= Beginning of Section =

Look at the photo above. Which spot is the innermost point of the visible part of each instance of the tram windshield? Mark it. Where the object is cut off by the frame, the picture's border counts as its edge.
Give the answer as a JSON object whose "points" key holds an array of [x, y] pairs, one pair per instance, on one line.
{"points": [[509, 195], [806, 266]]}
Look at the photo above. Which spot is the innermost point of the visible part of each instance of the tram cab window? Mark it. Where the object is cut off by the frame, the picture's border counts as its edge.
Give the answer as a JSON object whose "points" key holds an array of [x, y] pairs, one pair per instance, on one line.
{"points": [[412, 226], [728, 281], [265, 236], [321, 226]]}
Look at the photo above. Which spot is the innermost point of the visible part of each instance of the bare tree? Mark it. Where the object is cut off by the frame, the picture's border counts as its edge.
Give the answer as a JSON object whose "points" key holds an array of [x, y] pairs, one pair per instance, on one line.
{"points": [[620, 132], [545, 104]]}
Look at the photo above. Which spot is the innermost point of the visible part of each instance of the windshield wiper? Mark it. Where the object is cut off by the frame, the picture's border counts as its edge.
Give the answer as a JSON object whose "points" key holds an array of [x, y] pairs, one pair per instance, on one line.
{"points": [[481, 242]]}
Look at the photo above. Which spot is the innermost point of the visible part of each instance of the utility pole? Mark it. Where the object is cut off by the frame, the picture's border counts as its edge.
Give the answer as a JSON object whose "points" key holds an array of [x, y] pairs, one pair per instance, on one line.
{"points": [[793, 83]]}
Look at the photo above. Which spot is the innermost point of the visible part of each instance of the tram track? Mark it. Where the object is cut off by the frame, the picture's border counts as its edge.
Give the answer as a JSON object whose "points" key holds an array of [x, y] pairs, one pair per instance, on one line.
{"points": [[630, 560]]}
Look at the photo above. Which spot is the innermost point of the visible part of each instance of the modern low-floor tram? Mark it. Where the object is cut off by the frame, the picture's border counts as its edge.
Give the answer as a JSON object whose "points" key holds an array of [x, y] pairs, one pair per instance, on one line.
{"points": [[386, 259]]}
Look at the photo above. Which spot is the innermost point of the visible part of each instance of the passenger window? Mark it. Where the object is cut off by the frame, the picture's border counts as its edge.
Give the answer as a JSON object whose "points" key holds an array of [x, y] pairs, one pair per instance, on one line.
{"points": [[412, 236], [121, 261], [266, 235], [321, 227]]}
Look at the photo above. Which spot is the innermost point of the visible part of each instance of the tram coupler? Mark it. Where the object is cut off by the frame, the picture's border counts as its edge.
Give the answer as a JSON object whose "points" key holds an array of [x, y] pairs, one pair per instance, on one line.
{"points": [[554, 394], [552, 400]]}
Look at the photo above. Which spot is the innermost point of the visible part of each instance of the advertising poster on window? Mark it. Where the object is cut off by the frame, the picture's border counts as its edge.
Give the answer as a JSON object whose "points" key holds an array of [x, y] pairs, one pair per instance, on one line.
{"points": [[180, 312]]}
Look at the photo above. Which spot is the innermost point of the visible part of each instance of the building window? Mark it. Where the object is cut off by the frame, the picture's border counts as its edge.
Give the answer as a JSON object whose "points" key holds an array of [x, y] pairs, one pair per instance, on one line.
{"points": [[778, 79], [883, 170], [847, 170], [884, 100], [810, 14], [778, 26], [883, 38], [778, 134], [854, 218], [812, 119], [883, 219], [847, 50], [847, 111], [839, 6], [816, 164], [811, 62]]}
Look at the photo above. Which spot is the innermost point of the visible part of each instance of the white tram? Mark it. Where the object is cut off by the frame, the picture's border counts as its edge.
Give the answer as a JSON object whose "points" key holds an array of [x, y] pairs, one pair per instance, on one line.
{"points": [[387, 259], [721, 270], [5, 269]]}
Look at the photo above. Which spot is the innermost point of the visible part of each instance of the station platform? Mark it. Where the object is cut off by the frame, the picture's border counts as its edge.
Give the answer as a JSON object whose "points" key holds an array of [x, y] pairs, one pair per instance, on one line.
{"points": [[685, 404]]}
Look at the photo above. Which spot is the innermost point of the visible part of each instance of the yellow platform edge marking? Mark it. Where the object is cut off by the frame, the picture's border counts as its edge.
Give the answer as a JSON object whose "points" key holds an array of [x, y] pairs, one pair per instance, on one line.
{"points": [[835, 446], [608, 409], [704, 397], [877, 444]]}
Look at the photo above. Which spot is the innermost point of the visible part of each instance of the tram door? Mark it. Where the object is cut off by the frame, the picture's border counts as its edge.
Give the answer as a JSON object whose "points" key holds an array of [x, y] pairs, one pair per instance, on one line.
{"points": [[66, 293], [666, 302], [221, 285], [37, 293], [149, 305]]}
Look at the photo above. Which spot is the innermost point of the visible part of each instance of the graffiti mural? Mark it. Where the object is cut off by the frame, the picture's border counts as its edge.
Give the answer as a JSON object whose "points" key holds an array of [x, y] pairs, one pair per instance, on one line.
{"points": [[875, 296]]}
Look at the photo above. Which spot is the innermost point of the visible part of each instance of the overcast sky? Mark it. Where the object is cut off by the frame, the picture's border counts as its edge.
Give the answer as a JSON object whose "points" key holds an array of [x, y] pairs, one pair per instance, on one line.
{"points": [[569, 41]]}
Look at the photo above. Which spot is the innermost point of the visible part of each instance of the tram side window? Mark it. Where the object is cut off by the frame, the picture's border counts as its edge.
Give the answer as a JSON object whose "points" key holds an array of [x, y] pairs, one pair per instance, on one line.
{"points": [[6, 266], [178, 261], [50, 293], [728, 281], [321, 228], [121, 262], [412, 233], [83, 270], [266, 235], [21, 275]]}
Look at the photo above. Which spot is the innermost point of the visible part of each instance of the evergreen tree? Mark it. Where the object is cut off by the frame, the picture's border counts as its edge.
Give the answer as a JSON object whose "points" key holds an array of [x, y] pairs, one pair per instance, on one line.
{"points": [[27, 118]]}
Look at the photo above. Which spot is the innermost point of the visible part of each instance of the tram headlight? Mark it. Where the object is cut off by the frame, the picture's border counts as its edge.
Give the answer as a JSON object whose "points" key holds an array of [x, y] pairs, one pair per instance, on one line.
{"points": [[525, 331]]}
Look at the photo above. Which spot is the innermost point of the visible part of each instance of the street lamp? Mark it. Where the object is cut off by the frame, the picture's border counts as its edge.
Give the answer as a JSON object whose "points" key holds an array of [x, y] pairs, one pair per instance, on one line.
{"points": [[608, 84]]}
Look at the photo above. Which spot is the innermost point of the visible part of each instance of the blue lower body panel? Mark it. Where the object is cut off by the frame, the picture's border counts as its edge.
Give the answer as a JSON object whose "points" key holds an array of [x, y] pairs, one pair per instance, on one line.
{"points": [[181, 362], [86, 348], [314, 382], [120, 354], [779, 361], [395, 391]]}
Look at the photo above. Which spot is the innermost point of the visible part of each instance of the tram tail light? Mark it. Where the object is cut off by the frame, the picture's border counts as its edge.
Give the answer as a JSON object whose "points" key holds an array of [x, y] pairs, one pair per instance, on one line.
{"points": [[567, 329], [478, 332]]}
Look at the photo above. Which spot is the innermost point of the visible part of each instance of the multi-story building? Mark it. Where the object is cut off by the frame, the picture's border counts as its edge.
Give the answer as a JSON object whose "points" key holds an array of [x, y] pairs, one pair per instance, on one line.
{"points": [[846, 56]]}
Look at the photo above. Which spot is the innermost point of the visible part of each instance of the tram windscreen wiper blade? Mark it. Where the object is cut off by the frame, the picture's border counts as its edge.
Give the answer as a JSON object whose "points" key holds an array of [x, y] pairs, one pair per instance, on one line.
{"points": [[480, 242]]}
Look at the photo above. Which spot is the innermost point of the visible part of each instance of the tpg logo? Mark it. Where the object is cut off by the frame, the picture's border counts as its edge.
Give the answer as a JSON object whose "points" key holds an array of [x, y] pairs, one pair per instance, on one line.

= End of Section =

# Problem
Find how many lines of the preceding data contain "platform", and answer with that number only.

# Answer to this exercise
2